**Activity:** Copy out all lines of the listing below that hold "reflection".

**Given information:**
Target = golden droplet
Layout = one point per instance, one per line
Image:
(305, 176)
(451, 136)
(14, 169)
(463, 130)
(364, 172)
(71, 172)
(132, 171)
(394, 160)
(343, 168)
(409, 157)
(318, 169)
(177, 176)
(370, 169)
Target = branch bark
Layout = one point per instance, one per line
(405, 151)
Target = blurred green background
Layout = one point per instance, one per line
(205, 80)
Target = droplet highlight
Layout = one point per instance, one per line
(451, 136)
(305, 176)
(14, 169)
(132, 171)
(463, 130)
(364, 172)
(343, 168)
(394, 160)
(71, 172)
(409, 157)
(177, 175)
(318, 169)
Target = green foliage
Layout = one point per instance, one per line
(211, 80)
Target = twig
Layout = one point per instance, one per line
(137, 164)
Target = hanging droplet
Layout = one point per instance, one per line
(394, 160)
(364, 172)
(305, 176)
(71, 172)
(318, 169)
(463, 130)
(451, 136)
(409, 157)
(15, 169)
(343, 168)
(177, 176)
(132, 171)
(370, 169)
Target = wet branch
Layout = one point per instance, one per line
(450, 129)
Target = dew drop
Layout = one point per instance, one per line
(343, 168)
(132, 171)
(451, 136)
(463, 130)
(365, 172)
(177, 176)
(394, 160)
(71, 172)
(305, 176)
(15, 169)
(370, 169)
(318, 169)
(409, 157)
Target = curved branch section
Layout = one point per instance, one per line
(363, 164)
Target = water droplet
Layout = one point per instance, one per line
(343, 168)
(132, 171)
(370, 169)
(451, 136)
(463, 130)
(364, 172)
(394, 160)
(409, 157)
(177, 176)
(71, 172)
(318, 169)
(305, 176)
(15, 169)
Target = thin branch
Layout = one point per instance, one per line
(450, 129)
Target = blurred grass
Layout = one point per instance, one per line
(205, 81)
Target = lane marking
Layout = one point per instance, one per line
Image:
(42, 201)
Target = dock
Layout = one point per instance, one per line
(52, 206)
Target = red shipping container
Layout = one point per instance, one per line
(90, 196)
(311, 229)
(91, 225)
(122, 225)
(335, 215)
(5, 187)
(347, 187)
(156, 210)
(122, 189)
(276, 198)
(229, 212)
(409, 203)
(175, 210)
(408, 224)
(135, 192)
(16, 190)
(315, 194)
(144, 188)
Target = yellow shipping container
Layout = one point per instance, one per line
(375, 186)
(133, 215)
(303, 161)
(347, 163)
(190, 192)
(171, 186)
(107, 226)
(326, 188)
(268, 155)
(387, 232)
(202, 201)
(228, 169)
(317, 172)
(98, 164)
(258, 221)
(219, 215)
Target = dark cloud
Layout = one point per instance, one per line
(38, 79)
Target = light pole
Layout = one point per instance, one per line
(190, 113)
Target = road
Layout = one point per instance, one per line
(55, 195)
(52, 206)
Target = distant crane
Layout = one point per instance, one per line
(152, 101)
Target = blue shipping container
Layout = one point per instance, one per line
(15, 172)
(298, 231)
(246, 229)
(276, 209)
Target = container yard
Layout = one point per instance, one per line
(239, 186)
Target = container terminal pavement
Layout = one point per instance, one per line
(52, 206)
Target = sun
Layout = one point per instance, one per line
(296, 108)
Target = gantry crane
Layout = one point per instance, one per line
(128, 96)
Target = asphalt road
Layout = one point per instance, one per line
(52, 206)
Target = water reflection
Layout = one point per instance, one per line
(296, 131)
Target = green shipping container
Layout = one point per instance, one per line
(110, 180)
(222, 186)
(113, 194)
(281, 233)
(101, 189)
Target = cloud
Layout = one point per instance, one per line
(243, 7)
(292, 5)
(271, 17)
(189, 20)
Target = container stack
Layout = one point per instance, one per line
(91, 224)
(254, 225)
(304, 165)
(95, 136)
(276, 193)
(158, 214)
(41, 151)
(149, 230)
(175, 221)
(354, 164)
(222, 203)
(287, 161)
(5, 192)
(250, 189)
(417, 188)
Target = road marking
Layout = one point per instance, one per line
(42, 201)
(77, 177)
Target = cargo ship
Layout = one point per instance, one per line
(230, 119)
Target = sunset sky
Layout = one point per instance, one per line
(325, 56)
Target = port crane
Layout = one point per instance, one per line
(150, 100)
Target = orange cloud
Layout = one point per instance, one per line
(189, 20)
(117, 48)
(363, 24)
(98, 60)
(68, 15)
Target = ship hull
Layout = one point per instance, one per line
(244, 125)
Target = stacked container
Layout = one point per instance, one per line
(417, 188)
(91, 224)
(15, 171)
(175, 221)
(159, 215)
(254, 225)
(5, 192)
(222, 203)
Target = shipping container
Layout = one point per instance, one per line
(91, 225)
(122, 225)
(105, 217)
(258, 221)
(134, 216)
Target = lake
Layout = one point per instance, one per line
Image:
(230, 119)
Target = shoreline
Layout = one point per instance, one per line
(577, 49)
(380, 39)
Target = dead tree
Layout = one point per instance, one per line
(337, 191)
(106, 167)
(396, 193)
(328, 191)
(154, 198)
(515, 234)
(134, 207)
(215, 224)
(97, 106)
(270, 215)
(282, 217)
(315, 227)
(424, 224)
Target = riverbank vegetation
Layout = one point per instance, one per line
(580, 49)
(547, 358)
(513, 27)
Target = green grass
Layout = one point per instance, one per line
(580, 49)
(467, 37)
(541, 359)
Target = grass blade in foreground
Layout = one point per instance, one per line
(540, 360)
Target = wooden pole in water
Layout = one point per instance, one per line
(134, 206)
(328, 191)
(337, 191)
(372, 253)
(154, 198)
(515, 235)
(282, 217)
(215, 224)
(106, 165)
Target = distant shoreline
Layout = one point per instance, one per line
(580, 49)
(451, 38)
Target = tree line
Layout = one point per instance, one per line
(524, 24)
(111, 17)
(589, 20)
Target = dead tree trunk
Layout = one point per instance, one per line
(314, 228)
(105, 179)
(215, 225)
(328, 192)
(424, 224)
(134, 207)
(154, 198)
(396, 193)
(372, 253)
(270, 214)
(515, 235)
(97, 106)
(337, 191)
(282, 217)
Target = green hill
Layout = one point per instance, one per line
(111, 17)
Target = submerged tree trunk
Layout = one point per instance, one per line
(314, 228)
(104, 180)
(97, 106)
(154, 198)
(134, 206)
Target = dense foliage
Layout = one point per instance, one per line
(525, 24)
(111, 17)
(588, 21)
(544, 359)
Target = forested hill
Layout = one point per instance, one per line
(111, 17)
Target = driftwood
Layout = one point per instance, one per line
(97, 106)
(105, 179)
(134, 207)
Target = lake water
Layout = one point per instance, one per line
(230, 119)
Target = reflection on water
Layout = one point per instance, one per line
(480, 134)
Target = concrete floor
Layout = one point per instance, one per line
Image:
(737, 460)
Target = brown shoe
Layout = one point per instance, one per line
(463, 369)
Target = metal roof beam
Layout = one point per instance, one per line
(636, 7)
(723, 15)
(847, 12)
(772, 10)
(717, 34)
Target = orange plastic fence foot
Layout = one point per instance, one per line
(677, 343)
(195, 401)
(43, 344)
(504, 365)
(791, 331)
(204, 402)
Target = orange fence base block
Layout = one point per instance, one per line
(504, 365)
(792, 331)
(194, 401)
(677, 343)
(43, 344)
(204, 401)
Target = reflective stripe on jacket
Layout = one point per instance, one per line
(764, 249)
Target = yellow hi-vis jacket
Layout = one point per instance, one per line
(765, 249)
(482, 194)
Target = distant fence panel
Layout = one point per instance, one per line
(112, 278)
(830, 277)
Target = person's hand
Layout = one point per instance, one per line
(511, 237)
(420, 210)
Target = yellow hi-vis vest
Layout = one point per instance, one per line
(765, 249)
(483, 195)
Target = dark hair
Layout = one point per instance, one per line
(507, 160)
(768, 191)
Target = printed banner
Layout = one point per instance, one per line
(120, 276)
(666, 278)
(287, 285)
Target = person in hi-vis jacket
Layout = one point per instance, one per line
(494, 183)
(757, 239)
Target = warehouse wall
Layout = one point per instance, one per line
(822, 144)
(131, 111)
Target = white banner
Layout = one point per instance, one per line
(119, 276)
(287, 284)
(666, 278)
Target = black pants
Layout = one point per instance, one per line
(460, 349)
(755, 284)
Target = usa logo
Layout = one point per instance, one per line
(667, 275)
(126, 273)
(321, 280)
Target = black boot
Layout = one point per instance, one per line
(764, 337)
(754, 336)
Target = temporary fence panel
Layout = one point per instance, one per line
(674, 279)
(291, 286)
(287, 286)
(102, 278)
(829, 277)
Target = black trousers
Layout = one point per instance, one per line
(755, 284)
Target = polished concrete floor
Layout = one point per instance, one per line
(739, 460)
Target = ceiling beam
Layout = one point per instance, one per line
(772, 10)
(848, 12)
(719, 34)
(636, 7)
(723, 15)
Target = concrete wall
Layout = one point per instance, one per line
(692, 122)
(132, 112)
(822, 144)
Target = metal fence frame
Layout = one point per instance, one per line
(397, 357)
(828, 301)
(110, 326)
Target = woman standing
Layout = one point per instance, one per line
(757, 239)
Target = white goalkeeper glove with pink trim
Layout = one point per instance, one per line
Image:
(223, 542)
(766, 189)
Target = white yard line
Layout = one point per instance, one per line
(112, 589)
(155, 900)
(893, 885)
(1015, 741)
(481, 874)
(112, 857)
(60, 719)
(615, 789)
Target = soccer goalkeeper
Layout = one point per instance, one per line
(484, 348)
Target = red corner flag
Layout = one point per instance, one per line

**Written solution:**
Target = water reflection
Target = reflection on water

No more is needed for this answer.